-- start of Given text --
As a young instructor at the Forsyth School for Dental Hygienists in the 1970s, Catherine E. Greig was known for her professionalism and reserve. Although Greig was an attentive listener, she talked little about her life outside the office. But then she fell hard for a man named Jimmy.
At the time she began dating Whitey Bulger in 1975, Greig, then 24, had already had her heart badly broken. Her first husband, a hotheaded firefighter and former Marine, had left her not long after they married for her own twin sister. But then there was “Jimmy’’ hotly pursuing her, delighting her with gifts of gold and furs and astonishing her with the breadth of his knowledge of history. For her cherished black poodles, there would be a pair of tiny diamond collars. That the ardent Jimmy happened also to be an ex-con and a notorious crime boss who was believed to have murdered her ex-husband’s brother didn’t seem to get in the way.
-- end of Given text --
• **Problem requirements**
Write the next part of the article about Catherine Greig and Whitey Bulger, picking up after its final sentence.
-- start of Data extract --
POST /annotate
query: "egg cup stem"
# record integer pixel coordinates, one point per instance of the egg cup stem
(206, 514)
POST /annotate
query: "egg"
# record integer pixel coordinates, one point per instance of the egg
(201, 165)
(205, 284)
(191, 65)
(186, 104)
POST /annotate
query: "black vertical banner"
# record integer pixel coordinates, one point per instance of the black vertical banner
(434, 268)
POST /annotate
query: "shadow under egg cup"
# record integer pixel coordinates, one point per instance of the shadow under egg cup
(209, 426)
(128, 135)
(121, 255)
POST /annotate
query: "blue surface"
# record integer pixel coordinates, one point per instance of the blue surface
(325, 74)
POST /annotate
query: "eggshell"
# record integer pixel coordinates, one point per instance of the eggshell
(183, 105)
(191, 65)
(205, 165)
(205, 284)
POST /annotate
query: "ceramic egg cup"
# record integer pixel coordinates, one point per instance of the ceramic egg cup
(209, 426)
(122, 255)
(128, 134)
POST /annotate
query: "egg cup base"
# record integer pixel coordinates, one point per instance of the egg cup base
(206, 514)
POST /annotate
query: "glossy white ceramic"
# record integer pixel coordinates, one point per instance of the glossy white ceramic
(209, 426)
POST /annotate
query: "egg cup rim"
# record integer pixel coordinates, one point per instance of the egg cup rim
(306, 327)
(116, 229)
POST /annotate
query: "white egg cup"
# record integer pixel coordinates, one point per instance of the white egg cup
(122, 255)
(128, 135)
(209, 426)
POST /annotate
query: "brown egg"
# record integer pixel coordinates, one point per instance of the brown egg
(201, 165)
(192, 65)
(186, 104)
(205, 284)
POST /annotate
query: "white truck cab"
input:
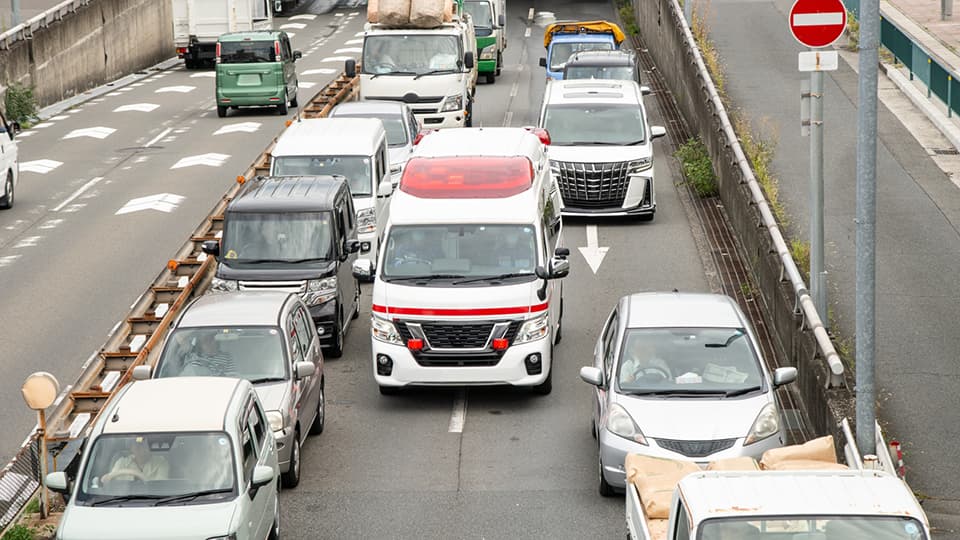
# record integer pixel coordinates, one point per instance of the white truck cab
(466, 289)
(353, 147)
(433, 70)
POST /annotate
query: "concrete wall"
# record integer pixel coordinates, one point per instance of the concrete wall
(99, 43)
(663, 35)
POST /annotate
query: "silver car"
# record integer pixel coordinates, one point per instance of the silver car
(266, 338)
(681, 376)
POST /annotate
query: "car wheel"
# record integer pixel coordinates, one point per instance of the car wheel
(317, 427)
(606, 490)
(292, 477)
(7, 200)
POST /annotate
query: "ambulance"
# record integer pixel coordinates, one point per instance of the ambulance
(467, 288)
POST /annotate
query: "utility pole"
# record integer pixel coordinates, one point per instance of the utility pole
(866, 293)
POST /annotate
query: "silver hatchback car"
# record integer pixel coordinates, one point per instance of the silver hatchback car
(266, 338)
(681, 376)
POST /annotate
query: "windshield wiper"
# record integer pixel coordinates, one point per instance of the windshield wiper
(192, 496)
(741, 391)
(494, 278)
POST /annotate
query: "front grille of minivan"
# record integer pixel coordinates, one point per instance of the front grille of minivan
(592, 185)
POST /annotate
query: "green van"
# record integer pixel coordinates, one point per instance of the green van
(256, 69)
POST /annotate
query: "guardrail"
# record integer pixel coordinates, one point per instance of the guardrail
(136, 338)
(26, 29)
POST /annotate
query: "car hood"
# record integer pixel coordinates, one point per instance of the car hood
(147, 523)
(693, 419)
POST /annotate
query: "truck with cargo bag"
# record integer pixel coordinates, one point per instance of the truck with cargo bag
(423, 53)
(793, 492)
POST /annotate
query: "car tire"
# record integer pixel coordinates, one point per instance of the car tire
(606, 490)
(7, 200)
(291, 478)
(317, 427)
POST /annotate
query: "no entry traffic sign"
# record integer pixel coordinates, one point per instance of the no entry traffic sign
(817, 23)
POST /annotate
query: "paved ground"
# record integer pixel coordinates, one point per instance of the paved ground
(918, 245)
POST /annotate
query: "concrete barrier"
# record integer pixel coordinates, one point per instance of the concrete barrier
(664, 33)
(91, 46)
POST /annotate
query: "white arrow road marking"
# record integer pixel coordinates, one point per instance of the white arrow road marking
-- end of Data extract --
• **Result of this exercise**
“She always talked about Jimmy. Jimmy this, and Jimmy that,’’ said Linda Hanlon, a former Forsyth dean who shared an office with Greig. “One day she came in and said, ‘Look what Jimmy gave me for my birthday!’ It was a beautiful Cartier watch, I mean really gorgeous. She liked it but she didn’t seem to realize what it really was or how valuable it was. I would say she was a little naive about some things.’’
The relationship between Cathy and Jimmy has become the subject of intense interest not only among the teams of investigators who pursued the accused murderer and the inscrutable woman at his side for 16 years until their arrest in June, but also among the men and women of Southie who knew her before. Their Cathy Greig was no gunman’s moll but a bookish schoolgirl with a bent for numbers and later a dental hygienist in spotless white lab coat. How the mild-mannered high school senior who was voted the best-looking girl in her class ended up on the run with an alleged murderer wanted by the FBI, and with a $100,000 bounty on her head, is the subject of widespread speculation on Broadway, the boulevard that splices South Boston’s heart.
The questions heard on the street are much the same as those that have long intrigued law enforcement: What kind of a woman stays with a man like Bulger? What kind of a person launders his clothes and carefully writes his grocery list, enabling his life on the lam? Was she held by fear, or was she so besotted that she stayed of her own accord? Even if she was not initially aware of the deadly scope of his doings, as her lawyer maintains, surely she would have learned of the gruesome deaths with which he is accused when the charges were made public in 2000.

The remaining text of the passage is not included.